TEXT SEGMENT |
- - -
3.8% pay raise for air traffic controllers, Education Dept cuts rejected: Highlights from final FY 2026 spending bills

20 January 2026 at 17:51

Congressional appropriators are one step closer to reaching a comprehensive spending deal for the rest of the fiscal year before a stopgap spending bill expires at the end of the month.

Members of the House and Senate appropriations committees released a four-bill “minibus” of fiscal 2026 spending bills on Tuesday.

Congress is roughly halfway to passing a spending plan for the rest of FY 2026. The current continuing resolution expires on Jan. 30.

The latest “minibus” covers annual appropriations for the departments of Defense, Homeland Security, Labor, Health and Human Services, Education, Transportation and Housing and Urban Development, as well as some smaller related agencies.

House Appropriations Committee Chairman Tom Cole (R-Okla.) said in a statement that the spending package delivers “results without waste.”

“At a time when many believed completing the FY26 process was out of reach, we’ve shown that challenges are opportunities. It’s time to get it across the finish line,” Cole said.

Here are a few highlights from the spending package:

3.8% pay raise for air traffic controllers

The spending deal would give the Federal Aviation Administration a $1.58 billion budget for fiscal 2026, as well as funding to hire 2,500 new air traffic controllers

The FAA is about 3,500 air traffic controllers short of its staffing goals. Many current air traffic controllers are working six days a week, including mandatory overtime.

As part of this budget plan, the FAA would receive $140 million to implement a 3.8% pay raise for air traffic controllers, as well as supervisors and managers who oversee air traffic.

The Trump administration approved a 3.8% pay raise for federal law enforcement personnel, which went into effect at the start of January. Air traffic controllers were not on the Office of Personnel Management’s list of positions receiving a higher pay raise.

The spending bill states that the 3.8% pay raise “shall be implemented for all such employees only to the extent that the administrator determines, in his sole discretion, that improvements in workforce scheduling, staffing utilization, or other operational efficiencies are achieved that contribute to addressing workforce shortfalls and enhancing aviation safety.”

If the FAA administrator determines these conditions, the pay raise would retroactively go into effect for the first pay period in January 2026.

Spending cuts for a smaller federal workforce

Republican appropriators applauded overall spending cuts in the spending bill that funds the Transportation Department, HUD and related agencies.
- - -
SUPPLIED MATERIAL |
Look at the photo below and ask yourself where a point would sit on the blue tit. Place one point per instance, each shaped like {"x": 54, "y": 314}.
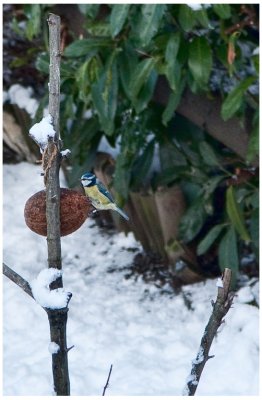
- - -
TASK BRIEF | Can you repeat everything from "3.8% pay raise for air traffic controllers, Education" down to "smaller related agencies." in the spending bill article, word for word? The material has nothing to do with the spending bill article.

FINAL RESULT |
3.8% pay raise for air traffic controllers, Education Dept cuts rejected: Highlights from final FY 2026 spending bills

20 January 2026 at 17:51

Congressional appropriators are one step closer to reaching a comprehensive spending deal for the rest of the fiscal year before a stopgap spending bill expires at the end of the month.

Members of the House and Senate appropriations committees released a four-bill “minibus” of fiscal 2026 spending bills on Tuesday.

Congress is roughly halfway to passing a spending plan for the rest of FY 2026. The current continuing resolution expires on Jan. 30.

The latest “minibus” covers annual appropriations for the departments of Defense, Homeland Security, Labor, Health and Human Services, Education, Transportation and Housing and Urban Development, as well as some smaller related agencies.